[Start of The records]

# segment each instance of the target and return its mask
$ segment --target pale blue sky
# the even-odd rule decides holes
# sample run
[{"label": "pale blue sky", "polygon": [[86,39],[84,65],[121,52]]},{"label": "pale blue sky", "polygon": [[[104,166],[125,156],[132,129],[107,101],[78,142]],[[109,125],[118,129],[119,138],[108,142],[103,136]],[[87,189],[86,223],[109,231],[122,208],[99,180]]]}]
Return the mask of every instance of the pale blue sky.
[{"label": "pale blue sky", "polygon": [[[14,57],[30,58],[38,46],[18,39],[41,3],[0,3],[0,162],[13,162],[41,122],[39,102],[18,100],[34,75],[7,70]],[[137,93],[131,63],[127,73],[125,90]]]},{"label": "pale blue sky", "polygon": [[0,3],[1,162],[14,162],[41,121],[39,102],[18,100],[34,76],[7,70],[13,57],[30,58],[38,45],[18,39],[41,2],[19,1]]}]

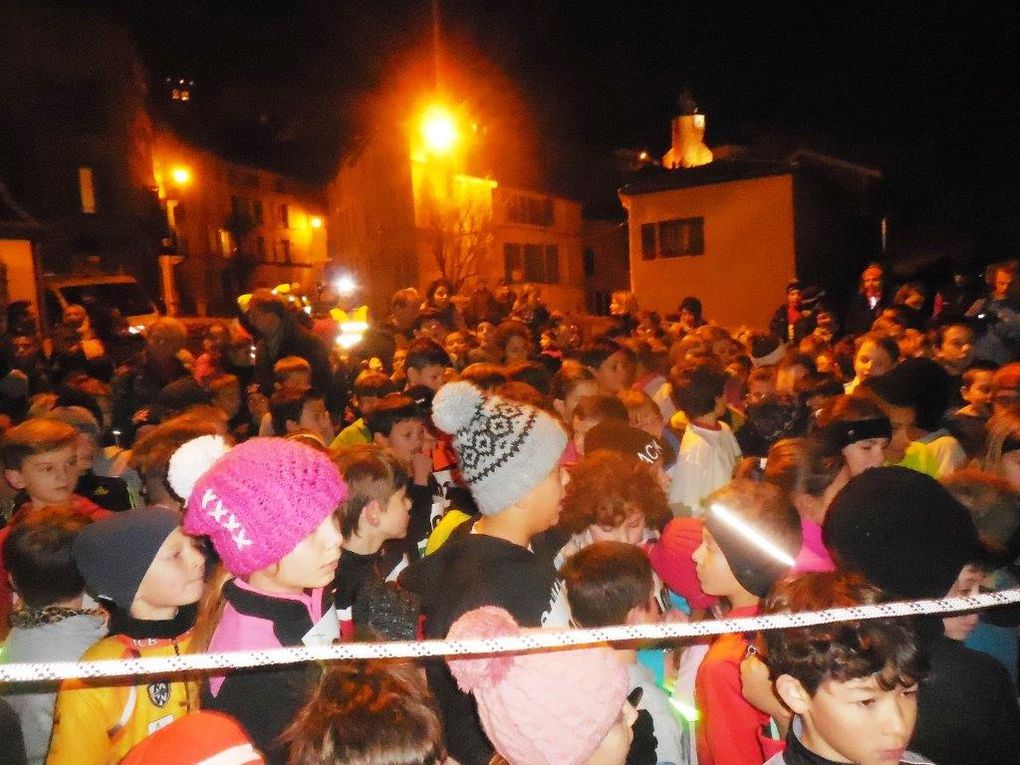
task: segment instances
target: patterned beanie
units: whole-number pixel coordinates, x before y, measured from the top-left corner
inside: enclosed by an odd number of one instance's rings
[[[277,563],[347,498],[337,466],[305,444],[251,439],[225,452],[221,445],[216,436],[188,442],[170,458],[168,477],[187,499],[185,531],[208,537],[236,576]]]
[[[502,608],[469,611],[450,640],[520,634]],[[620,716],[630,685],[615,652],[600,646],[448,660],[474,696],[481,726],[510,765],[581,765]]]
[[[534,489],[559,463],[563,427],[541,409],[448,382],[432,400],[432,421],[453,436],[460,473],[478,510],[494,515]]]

[End of The records]
[Start of The records]

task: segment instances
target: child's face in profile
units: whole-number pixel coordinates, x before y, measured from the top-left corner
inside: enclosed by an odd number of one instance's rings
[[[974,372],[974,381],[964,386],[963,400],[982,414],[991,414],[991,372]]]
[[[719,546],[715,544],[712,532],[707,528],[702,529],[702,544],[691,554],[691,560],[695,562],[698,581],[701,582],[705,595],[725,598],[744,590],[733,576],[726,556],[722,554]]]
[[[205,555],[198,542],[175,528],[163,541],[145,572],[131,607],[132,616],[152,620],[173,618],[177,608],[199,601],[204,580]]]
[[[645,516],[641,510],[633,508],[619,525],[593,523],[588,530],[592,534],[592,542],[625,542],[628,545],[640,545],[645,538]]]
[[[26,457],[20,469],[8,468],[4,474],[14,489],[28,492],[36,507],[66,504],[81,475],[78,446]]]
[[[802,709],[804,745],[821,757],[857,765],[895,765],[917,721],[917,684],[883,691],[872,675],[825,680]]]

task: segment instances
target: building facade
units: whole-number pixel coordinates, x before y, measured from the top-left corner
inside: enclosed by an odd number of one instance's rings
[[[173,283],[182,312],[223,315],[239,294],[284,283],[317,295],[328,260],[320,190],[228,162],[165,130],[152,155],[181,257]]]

[End of The records]

What is required -
Show each line of the records above that contains the word "mask". Case counts.

Reply -
# segment each instance of the target and return its mask
Return the mask of every instance of the pale blue sky.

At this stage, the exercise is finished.